• _Request_
Translate this sentence from the Uber interview into French: "He had the vision from the beginning."

##### Reading text #####

It was Sequoia’s money, but I get half the return, they get half the return.

You get half the return. You made that investment when?

God, I guess that was 2009 or something.

2009.

It was the first round they had to raise. It was the $4 million valuation.

I remember when Uber came out. I remember reading TechCrunch articles about them and thinking, “This is a car service for Bay Area people who don’t want to get car service.” It didn’t seem like a thing to me. When it came to New York it was an expensive car service. Still didn’t get it. When did it click to you that, “Oh, this is a big deal.”

Well, it clicked to me that it would be very disruptive for Carey car service and those other car service companies, because it would take a third of the cost out, and the drivers would make as much or more money and get more rides. It was immediate to me that I thought this could be a billion dollar business. A $70 billion business in six, seven, 800 cities. No, I didn’t actually see that, but Travis did.

I had Travis on my podcast “This Week in Startups” early on, and if you watch the investment, I said, “You know, I think this could be a billion dollar company.” Travis says to me, “Do you think?” They were just going into two more cities. I think Chicago and New York and then eventually Los Angeles. Travis, during that podcast, says, “Yeah, we’re going to deliver stuff. We’re going to do food. We’re going to do all this stuff. We’re going to have everything and it’s going to be a logistics network.” He had the vision from the beginning.

Right. I remember that part of the pitch. “Oh, you don’t get it. They’re not just a car service. They’re a logistics network.” You keep hearing that, and by the way, they keep playing, it’s a car service still to this day.

Well, it’s a car service ...

Like they play around with food. They play around with deliveries.

UberPOOL is more of a bus, when you think about it. You’re getting on and off three or four people. Then if you look at the food, in San Francisco, Uber Eats is running the table, and I think in some other cities it is. I think that’s going to be a meaningful business.

Mechanically, if you have half the returns from this investment.

It’s a lot of money.

Millions of dollars, tens of millions of dollars?

It would be tens of millions.

To you. Uber hasn’t gone public. I think they’ve been really restricted in selling secondary shares.

Sure. I think there’s a very limited number of people who have access to that opportunity.

##### Stored records #####

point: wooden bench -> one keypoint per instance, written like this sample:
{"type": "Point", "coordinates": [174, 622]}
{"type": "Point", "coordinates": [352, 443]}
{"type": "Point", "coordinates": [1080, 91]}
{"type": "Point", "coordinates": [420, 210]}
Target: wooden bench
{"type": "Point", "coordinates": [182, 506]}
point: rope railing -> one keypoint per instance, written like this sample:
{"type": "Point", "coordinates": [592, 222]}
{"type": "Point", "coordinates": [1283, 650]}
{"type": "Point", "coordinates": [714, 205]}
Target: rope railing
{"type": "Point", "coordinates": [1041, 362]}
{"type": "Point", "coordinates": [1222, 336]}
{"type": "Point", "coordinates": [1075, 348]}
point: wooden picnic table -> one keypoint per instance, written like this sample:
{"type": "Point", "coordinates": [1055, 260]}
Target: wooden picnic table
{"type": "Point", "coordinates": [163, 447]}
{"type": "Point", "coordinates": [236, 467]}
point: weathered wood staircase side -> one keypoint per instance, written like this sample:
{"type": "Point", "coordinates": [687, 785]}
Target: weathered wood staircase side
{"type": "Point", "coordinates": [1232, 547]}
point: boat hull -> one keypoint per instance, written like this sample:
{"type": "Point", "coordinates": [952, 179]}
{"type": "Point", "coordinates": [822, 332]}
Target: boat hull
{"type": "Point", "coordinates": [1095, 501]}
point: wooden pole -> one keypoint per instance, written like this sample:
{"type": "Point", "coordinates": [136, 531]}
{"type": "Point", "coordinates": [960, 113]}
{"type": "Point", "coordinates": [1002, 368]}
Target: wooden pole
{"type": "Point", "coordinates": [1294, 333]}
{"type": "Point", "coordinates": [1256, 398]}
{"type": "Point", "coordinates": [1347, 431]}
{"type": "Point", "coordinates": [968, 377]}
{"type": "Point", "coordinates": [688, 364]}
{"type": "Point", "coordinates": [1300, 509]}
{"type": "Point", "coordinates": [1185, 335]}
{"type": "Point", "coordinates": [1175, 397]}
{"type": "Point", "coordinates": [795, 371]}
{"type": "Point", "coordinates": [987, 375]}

#####

• _Result below_
Il avait la vision dès le début.